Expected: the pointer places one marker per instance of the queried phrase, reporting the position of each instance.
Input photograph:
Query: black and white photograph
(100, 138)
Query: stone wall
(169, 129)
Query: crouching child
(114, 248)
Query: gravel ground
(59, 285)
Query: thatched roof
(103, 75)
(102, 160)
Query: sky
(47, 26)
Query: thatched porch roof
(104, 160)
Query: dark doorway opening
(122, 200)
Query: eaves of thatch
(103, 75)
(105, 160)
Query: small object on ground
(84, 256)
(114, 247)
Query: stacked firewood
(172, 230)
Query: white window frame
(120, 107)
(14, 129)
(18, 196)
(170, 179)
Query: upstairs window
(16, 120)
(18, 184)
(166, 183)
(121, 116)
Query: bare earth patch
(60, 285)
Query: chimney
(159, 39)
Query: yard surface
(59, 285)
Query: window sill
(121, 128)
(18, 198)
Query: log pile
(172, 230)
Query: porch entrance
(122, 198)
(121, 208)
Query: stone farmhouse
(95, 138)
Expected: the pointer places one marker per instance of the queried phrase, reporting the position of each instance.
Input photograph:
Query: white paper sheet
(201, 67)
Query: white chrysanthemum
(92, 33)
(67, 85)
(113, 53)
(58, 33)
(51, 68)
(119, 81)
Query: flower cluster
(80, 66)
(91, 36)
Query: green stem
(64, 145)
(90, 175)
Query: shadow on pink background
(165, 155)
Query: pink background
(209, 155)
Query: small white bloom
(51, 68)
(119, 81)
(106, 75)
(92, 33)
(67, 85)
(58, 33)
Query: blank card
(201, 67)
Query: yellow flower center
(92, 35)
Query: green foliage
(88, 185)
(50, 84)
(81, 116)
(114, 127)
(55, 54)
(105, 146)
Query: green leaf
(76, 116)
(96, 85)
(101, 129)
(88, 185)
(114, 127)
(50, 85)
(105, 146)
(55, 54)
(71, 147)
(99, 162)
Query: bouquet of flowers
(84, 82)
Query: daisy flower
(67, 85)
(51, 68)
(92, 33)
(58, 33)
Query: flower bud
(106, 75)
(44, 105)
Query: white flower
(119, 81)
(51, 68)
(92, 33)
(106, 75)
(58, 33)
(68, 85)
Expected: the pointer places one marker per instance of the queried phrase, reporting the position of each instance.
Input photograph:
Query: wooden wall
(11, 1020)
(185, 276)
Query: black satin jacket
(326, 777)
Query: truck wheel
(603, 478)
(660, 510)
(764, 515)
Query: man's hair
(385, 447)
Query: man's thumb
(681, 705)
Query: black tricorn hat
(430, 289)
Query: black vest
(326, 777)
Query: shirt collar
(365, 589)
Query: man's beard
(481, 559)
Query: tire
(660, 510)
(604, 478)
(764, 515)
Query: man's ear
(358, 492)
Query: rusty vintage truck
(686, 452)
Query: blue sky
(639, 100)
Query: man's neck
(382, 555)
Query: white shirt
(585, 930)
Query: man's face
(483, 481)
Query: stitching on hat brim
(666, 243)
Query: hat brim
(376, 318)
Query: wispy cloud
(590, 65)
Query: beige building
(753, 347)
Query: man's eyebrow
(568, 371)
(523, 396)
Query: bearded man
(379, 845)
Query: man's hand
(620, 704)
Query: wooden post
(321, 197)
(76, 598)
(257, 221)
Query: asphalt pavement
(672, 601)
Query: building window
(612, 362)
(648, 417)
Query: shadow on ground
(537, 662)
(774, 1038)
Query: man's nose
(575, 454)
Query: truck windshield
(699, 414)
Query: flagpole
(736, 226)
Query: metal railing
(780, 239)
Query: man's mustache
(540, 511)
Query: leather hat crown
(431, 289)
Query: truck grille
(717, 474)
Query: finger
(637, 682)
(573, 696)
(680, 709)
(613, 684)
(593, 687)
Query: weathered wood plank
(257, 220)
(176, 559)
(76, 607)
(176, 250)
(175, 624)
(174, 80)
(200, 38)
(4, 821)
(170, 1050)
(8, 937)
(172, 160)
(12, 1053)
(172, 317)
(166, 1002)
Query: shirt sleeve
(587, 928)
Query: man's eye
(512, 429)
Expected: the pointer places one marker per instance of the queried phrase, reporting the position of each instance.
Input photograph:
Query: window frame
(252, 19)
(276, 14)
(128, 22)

######

#### Exercise instructions:
The entries above must be returned in full, exactly as shown.

#### Correct answer:
Expected: the pointer places one marker per instance of the queried phrase, reporting the position of each instance.
Input photograph:
Query: black and white photograph
(100, 138)
Query: stone wall
(169, 129)
Query: crouching child
(114, 248)
Query: gravel ground
(59, 285)
Query: thatched roof
(103, 75)
(102, 160)
Query: sky
(47, 26)
Query: thatched porch roof
(104, 160)
Query: dark doorway opening
(122, 200)
Query: eaves of thatch
(103, 75)
(105, 160)
Query: small object on ground
(84, 256)
(114, 247)
Query: stacked firewood
(172, 230)
Query: white window frame
(120, 107)
(14, 129)
(18, 196)
(170, 179)
Query: upstairs window
(16, 120)
(18, 184)
(166, 183)
(121, 116)
Query: bare earth patch
(60, 285)
Query: chimney
(159, 39)
Query: yard surface
(59, 285)
Query: window sill
(121, 128)
(18, 198)
Query: log pile
(172, 230)
Query: porch entrance
(122, 198)
(121, 208)
Query: stone farmhouse
(95, 138)
Expected: the pointer places one marker per instance of the queried phrase, reporting the position of each instance.
Input photograph:
Query: white paper sheet
(201, 67)
Query: white chrysanthemum
(92, 33)
(67, 85)
(113, 53)
(58, 33)
(51, 68)
(119, 81)
Query: flower cluster
(80, 66)
(91, 36)
Query: green stem
(64, 145)
(90, 175)
Query: shadow on pink background
(165, 155)
Query: pink background
(209, 155)
Query: small white bloom
(51, 68)
(119, 81)
(106, 75)
(92, 33)
(67, 85)
(58, 33)
Query: blank card
(201, 67)
Query: yellow flower center
(92, 35)
Query: green foliage
(88, 185)
(50, 84)
(81, 116)
(114, 127)
(55, 54)
(105, 146)
Query: green leaf
(76, 116)
(96, 85)
(101, 129)
(88, 185)
(114, 127)
(50, 85)
(105, 146)
(55, 54)
(71, 147)
(99, 162)
Query: bouquet of flowers
(84, 82)
Query: daisy flower
(67, 85)
(51, 68)
(92, 33)
(58, 33)
Query: flower bud
(106, 75)
(44, 105)
Query: white flower
(119, 81)
(51, 68)
(92, 33)
(106, 75)
(58, 33)
(68, 85)
Expected: the pointer places one marker per instance of the queried phrase, reporting the position of each instance.
Input photograph:
Query: wooden wall
(11, 1020)
(185, 276)
Query: black satin jacket
(326, 777)
Query: truck wheel
(603, 478)
(660, 510)
(764, 515)
Query: man's hair
(385, 447)
Query: man's thumb
(681, 705)
Query: black tricorn hat
(430, 289)
Query: black vest
(326, 777)
Query: shirt collar
(365, 589)
Query: man's beard
(481, 559)
Query: tire
(660, 510)
(604, 478)
(764, 515)
Query: man's ear
(358, 492)
Query: rusty vintage truck
(686, 452)
Query: blue sky
(639, 100)
Query: man's neck
(382, 555)
Query: white shirt
(585, 930)
Query: man's face
(483, 481)
Query: stitching on hat brim
(666, 243)
Query: hat brim
(376, 318)
Query: wispy cloud
(590, 65)
Query: beige building
(753, 347)
Query: man's eyebrow
(568, 371)
(523, 396)
Query: bearded man
(379, 845)
Query: man's hand
(620, 704)
Query: wooden post
(321, 197)
(76, 598)
(257, 221)
Query: asphalt pavement
(672, 601)
Query: building window
(612, 362)
(648, 417)
Query: shadow on ground
(537, 662)
(774, 1038)
Query: man's nose
(575, 454)
Query: truck windshield
(699, 414)
Query: flagpole
(736, 226)
Query: metal railing
(780, 239)
Query: man's mustache
(540, 511)
Query: leather hat crown
(431, 289)
Query: truck grille
(717, 474)
Query: finger
(637, 682)
(573, 696)
(680, 709)
(613, 684)
(593, 687)
Query: weathered wood plank
(257, 220)
(176, 559)
(76, 607)
(176, 250)
(175, 624)
(174, 80)
(200, 38)
(4, 821)
(170, 1050)
(8, 937)
(172, 160)
(12, 1053)
(172, 317)
(166, 1002)
Query: shirt sleeve
(587, 928)
Query: man's eye
(512, 429)
Expected: the pointer places one marker per instance of the queried phrase, reporting the position of each instance.
Input photograph:
Query: window frame
(252, 19)
(276, 14)
(128, 22)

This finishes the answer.